Locate each line in the data below that contains the string "terracotta", and reproduce every such line in full.

* Begin *

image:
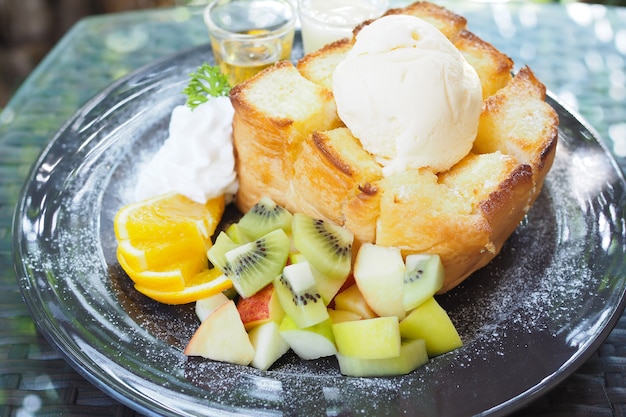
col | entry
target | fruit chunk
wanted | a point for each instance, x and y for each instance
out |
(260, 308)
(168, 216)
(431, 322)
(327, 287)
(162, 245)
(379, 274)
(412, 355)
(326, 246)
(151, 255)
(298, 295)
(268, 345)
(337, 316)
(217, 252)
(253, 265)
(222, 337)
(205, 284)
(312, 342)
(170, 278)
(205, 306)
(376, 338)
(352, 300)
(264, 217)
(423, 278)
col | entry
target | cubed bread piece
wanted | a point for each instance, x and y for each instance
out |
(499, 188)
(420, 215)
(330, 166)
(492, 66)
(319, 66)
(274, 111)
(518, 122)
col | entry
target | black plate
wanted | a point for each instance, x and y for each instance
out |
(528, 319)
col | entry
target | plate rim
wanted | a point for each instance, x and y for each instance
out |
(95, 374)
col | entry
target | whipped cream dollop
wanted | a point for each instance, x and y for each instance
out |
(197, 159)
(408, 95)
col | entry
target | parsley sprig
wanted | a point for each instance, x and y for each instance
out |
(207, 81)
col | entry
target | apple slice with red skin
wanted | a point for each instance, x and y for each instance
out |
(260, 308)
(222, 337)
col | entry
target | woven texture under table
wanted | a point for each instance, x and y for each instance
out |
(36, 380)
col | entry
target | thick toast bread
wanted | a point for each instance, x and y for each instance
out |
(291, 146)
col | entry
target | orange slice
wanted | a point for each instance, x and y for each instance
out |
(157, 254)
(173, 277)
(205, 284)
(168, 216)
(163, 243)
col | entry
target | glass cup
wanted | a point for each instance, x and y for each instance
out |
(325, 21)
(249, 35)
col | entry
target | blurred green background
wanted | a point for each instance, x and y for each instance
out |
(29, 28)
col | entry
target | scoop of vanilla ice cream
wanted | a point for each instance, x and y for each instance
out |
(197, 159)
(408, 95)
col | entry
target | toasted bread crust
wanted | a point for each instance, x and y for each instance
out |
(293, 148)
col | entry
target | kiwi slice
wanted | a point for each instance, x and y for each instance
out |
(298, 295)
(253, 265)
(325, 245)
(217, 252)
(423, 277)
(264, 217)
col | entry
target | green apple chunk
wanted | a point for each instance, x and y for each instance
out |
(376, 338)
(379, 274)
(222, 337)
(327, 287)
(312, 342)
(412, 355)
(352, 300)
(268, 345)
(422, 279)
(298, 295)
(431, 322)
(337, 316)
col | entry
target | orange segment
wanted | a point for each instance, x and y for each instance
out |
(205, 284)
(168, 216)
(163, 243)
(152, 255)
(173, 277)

* End *
* Begin *

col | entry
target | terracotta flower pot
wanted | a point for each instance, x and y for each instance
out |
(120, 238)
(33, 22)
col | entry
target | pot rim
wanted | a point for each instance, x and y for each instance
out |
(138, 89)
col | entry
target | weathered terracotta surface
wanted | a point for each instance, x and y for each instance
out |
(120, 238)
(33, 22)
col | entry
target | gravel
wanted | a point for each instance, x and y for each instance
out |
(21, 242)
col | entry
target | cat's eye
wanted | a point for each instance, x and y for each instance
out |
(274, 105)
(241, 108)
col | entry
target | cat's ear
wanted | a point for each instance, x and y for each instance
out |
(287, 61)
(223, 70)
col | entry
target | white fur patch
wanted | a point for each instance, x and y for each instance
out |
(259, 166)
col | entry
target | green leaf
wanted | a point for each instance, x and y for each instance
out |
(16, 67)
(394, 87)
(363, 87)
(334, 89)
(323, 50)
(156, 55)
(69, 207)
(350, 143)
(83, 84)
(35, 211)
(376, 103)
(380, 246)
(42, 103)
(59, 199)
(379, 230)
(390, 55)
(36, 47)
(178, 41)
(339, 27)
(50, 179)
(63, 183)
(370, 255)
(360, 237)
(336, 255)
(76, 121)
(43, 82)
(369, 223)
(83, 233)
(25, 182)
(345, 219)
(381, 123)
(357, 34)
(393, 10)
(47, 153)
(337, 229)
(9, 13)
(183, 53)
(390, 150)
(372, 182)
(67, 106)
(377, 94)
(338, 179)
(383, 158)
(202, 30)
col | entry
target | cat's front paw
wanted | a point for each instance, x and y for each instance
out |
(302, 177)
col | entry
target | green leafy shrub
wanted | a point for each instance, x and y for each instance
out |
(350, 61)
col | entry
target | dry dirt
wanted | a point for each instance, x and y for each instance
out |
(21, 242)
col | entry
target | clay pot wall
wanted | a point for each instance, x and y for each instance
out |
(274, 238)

* End *

RESULT BELOW:
target | terracotta flower pot
target | weathered terracotta surface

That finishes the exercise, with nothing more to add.